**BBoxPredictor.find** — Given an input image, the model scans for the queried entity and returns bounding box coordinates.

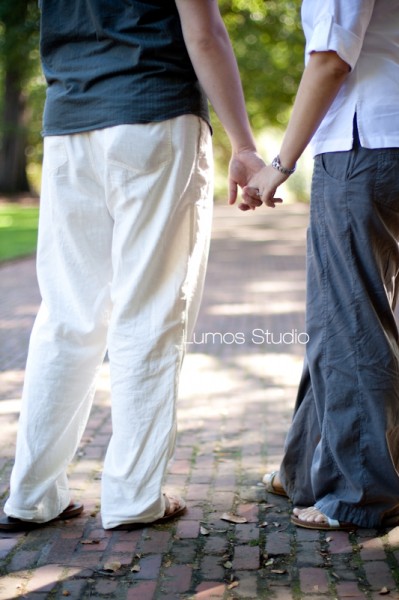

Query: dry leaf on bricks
[220,513,248,525]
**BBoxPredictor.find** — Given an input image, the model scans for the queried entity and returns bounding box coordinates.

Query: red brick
[162,565,192,594]
[176,521,200,539]
[237,503,259,523]
[95,579,118,594]
[139,529,172,554]
[60,579,87,600]
[201,555,224,581]
[186,483,209,501]
[7,550,40,573]
[233,546,260,571]
[109,540,137,554]
[205,536,227,554]
[326,531,352,554]
[233,571,258,600]
[126,581,157,600]
[363,560,395,590]
[134,554,162,579]
[27,565,64,592]
[337,581,368,600]
[360,537,386,561]
[299,567,328,594]
[266,531,291,556]
[236,524,259,543]
[194,581,226,600]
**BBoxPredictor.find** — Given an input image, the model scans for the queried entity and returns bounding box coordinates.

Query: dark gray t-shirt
[39,0,209,135]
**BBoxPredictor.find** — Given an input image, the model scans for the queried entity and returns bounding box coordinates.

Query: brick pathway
[0,206,399,600]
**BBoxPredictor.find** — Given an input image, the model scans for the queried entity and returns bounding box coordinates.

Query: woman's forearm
[280,52,350,169]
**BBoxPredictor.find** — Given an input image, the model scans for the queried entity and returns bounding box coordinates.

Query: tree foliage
[214,0,304,169]
[0,0,39,193]
[0,0,304,192]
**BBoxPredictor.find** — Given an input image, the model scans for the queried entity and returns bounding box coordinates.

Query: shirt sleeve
[306,0,375,69]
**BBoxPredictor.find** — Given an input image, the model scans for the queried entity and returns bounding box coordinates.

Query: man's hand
[229,150,265,210]
[239,165,288,211]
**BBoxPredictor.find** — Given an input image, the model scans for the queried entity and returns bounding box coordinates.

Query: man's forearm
[176,0,255,152]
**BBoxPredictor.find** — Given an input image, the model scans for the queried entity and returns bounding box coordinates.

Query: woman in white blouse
[240,0,399,529]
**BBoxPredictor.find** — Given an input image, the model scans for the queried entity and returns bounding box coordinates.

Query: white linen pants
[4,115,213,529]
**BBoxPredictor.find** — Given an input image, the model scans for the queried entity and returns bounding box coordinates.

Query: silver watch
[272,154,296,175]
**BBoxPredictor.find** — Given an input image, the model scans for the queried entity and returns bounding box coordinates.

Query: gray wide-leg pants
[280,137,399,527]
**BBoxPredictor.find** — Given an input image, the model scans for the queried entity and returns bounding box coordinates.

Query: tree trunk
[0,68,30,194]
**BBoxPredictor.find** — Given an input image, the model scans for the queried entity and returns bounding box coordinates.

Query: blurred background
[0,0,311,260]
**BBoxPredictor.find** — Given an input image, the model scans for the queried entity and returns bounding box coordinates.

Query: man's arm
[176,0,264,204]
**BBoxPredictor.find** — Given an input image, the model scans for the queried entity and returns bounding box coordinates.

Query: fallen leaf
[104,560,122,573]
[270,569,287,575]
[227,581,240,590]
[130,565,141,573]
[220,513,248,524]
[378,585,391,596]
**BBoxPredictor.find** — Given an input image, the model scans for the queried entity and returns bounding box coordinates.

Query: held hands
[238,165,289,211]
[229,150,265,210]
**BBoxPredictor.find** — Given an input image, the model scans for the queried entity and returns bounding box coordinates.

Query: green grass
[0,202,39,261]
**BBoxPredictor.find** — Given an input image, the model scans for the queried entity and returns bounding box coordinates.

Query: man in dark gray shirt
[0,0,263,531]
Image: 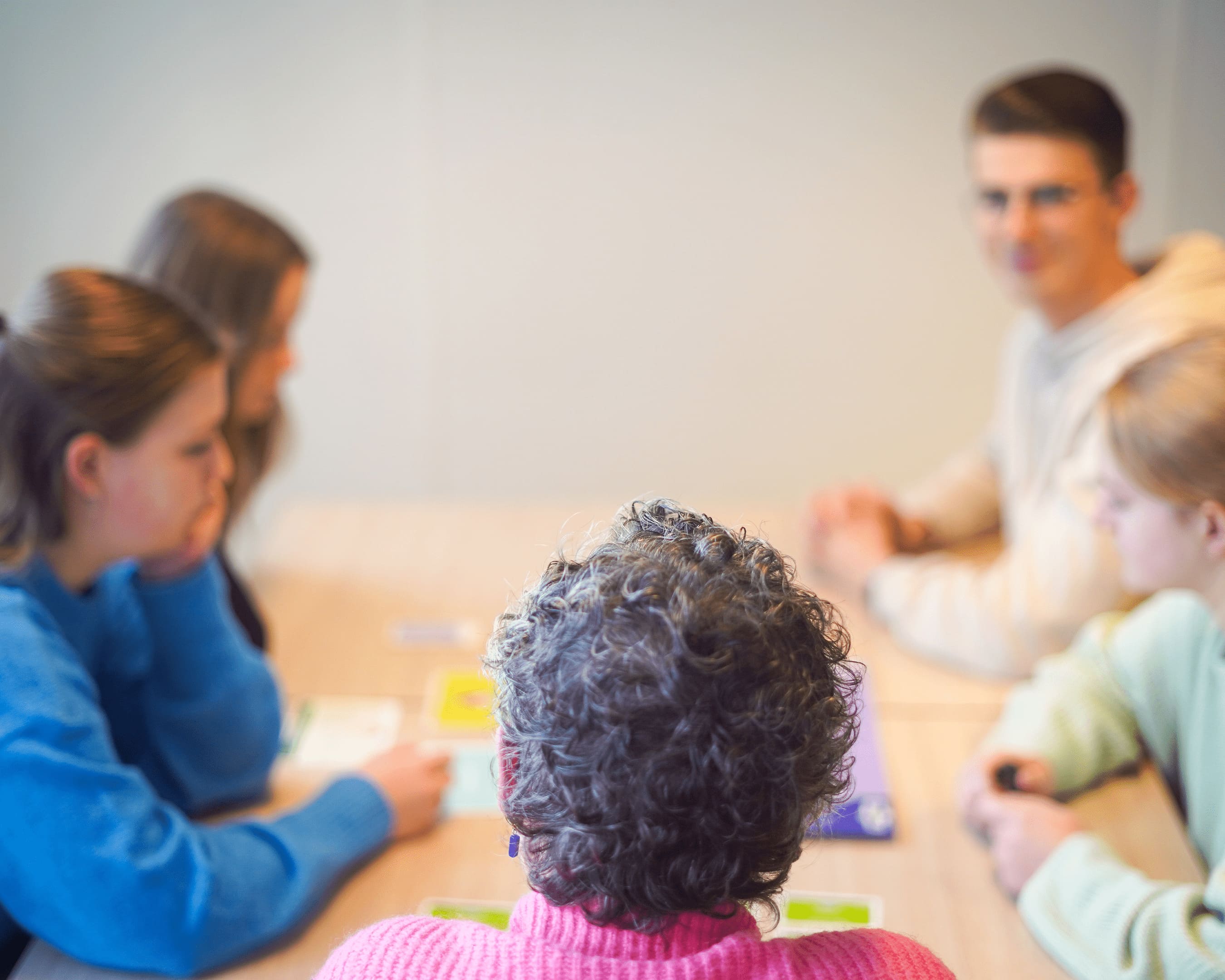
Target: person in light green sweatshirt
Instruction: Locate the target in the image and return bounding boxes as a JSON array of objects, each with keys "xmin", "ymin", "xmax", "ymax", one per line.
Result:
[{"xmin": 959, "ymin": 332, "xmax": 1225, "ymax": 980}]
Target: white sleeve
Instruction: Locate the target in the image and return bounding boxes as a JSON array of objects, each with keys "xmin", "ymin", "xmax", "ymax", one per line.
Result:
[{"xmin": 867, "ymin": 433, "xmax": 1127, "ymax": 676}]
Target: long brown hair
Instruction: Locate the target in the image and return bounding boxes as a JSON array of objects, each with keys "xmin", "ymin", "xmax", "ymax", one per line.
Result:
[
  {"xmin": 0, "ymin": 268, "xmax": 222, "ymax": 566},
  {"xmin": 1104, "ymin": 332, "xmax": 1225, "ymax": 505},
  {"xmin": 131, "ymin": 190, "xmax": 310, "ymax": 514}
]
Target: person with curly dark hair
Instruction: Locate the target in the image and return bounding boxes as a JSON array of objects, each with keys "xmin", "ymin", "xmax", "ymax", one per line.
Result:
[{"xmin": 318, "ymin": 500, "xmax": 952, "ymax": 980}]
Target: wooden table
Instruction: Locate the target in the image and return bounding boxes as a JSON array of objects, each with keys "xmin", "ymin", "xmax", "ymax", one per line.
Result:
[{"xmin": 15, "ymin": 504, "xmax": 1203, "ymax": 980}]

THE TASK: Rewrite the rows from the start through the line containing "[220,513,248,525]", inclusive, keeping the requests and adding 40 to every bounding box coordinate in the answers. Leave the pictures out.

REPLY TO THE TASK:
**BBoxPredictor.find** — Given an input image, the model scans for the queried entity and returns bounding box coordinates.


Query: dry leaf on bricks
[260,553,288,565]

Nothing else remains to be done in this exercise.